- Items listed in a dataset:
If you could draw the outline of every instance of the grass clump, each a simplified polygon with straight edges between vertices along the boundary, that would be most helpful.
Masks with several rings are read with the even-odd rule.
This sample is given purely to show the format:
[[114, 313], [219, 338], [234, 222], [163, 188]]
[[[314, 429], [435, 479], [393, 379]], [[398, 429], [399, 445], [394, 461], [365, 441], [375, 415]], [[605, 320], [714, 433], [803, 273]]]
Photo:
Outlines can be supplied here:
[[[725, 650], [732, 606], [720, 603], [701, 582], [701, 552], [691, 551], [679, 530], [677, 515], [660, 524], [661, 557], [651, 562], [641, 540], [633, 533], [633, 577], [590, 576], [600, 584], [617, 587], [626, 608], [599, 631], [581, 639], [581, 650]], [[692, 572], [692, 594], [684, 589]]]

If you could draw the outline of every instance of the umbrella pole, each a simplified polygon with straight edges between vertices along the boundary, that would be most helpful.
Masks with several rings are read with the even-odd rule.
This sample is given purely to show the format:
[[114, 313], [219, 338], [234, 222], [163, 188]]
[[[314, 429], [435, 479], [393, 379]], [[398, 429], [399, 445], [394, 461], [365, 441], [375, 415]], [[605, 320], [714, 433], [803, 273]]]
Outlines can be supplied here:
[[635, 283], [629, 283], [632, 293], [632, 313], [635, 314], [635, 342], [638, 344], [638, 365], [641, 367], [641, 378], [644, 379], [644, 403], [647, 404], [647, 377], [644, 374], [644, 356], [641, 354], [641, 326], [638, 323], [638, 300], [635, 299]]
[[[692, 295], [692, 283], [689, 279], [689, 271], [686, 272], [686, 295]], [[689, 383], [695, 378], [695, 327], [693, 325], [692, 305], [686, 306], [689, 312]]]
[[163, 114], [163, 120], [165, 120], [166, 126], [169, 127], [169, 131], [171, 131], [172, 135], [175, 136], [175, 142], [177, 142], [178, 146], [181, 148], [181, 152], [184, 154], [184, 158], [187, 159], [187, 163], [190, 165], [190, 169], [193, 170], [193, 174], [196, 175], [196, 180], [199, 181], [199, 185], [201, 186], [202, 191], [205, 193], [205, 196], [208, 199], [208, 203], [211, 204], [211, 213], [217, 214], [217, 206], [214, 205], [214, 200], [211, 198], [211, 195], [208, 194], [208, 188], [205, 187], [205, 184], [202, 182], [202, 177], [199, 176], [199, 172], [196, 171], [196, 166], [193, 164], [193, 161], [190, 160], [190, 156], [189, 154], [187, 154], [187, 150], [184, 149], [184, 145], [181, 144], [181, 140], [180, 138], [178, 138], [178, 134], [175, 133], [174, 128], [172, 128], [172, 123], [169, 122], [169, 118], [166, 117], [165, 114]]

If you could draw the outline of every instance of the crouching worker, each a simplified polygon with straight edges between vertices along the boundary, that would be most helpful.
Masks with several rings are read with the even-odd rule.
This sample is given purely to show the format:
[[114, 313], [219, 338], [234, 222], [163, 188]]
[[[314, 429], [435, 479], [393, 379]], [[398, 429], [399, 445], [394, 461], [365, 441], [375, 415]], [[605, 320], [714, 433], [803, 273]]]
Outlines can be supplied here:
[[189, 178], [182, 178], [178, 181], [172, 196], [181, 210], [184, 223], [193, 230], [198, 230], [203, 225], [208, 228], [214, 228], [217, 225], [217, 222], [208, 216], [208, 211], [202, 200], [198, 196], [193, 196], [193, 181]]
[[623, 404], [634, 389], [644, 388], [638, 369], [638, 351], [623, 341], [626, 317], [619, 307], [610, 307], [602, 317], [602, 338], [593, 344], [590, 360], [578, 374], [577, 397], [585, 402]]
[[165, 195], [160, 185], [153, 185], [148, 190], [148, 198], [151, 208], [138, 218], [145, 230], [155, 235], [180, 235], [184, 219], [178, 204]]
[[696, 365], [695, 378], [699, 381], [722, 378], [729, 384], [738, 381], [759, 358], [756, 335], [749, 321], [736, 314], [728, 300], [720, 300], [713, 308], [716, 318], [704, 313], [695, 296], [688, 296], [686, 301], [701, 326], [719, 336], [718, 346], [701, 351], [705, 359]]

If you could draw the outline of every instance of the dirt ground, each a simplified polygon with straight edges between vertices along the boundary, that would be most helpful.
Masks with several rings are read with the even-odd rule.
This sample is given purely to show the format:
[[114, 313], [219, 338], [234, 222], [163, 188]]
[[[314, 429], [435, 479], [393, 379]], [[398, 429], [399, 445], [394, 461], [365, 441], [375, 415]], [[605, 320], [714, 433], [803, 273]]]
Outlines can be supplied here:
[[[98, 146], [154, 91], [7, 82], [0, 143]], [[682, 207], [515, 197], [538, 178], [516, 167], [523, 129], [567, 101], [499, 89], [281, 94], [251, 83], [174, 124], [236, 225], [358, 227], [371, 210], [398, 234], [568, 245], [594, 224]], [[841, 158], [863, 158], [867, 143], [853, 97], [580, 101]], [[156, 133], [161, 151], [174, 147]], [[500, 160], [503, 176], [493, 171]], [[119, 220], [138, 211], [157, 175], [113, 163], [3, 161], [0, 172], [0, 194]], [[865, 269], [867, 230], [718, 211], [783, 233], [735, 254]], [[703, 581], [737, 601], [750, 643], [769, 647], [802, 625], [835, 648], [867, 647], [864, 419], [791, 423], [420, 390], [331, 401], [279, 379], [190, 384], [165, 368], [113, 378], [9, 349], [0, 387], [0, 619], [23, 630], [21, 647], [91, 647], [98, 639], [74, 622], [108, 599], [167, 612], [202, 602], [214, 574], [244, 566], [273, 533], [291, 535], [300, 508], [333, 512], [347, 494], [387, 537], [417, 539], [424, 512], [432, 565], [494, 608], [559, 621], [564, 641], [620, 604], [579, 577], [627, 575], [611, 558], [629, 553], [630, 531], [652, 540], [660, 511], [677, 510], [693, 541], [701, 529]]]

- WORK TO BE COMPLETED: Each line above that contains the word "would" should be copied.

- EXERCISE RESPONSE:
If you could draw the outline of every instance of the grass clump, each a simplified polygon with straight edges between vertices along the boundary, that would be most helpful.
If you could draw the outline of every instance of the umbrella pole, each a simplified polygon with straight edges between vertices along the boundary, that would be most helpful.
If you could draw the outline of every instance of the crouching worker, each a simplified polygon with straight edges between vertices along the boundary, that would be most helpful.
If you could draw the outline of every instance of the dirt ground, each a simplified polygon with straight edges between vertices along the boundary, that would be most helpful.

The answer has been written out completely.